— Data shown —
BEGIN
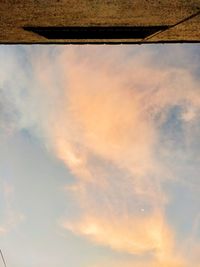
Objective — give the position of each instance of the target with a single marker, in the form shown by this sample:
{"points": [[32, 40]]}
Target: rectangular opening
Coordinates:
{"points": [[96, 32]]}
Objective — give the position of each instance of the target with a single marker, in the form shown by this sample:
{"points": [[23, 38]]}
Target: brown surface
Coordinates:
{"points": [[16, 14]]}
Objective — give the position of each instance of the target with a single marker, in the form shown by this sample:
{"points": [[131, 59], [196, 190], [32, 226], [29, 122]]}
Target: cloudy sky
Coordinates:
{"points": [[100, 156]]}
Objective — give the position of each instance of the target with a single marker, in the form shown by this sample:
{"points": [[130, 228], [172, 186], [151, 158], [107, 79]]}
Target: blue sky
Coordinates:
{"points": [[99, 155]]}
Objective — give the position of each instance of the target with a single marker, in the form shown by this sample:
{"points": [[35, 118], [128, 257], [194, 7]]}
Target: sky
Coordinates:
{"points": [[100, 155]]}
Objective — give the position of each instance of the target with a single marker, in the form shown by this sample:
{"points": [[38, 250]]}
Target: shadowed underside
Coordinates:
{"points": [[92, 21]]}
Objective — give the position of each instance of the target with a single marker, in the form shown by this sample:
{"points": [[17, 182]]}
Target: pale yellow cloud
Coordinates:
{"points": [[100, 113]]}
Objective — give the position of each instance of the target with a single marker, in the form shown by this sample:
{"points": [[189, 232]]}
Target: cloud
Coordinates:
{"points": [[103, 113]]}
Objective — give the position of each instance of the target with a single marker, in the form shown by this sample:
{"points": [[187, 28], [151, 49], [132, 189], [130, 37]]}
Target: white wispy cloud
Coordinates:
{"points": [[102, 113]]}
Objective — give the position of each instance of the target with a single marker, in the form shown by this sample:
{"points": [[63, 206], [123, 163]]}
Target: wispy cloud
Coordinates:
{"points": [[104, 112]]}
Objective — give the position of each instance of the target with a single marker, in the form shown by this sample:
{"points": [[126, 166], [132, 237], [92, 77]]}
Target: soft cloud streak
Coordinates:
{"points": [[103, 118]]}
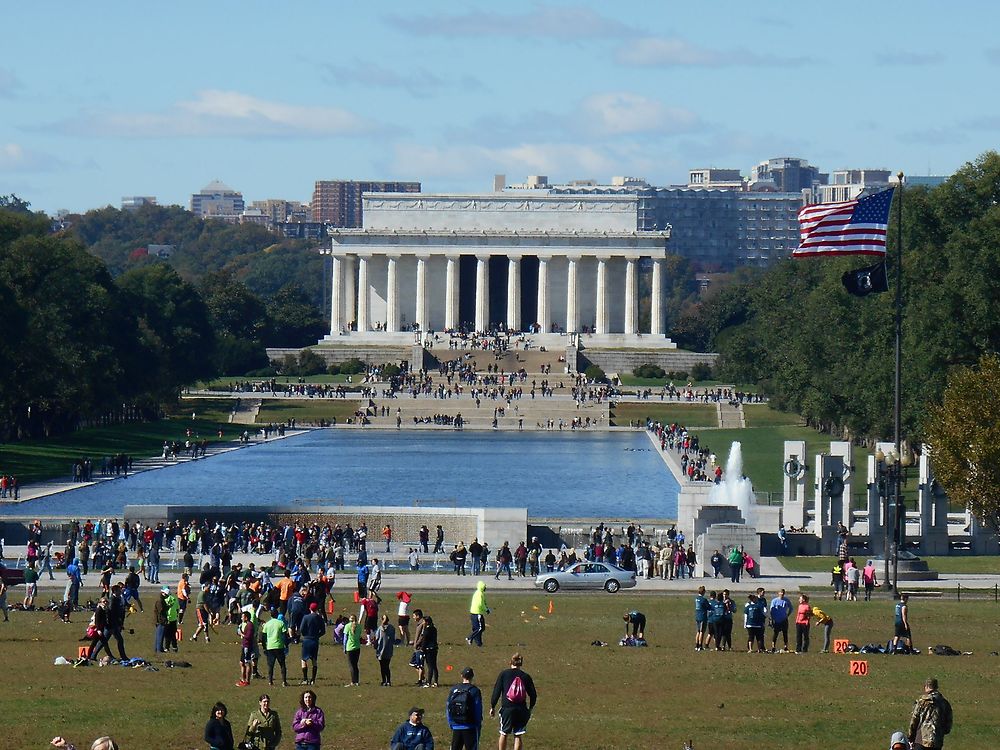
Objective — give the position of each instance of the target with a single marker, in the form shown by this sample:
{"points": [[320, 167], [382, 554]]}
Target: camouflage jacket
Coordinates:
{"points": [[931, 720]]}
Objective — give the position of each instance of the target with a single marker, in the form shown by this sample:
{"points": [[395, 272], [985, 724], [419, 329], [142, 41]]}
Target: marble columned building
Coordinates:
{"points": [[549, 264]]}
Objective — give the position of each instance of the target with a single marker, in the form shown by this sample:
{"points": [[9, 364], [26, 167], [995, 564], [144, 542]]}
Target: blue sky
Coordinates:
{"points": [[102, 100]]}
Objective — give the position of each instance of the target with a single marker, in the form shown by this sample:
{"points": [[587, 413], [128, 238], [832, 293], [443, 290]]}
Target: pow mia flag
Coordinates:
END
— Directions —
If a line in the records holds the string "wispy", copy it.

— Solution for this problem —
Target: white wispy cloud
Target: wispy cloud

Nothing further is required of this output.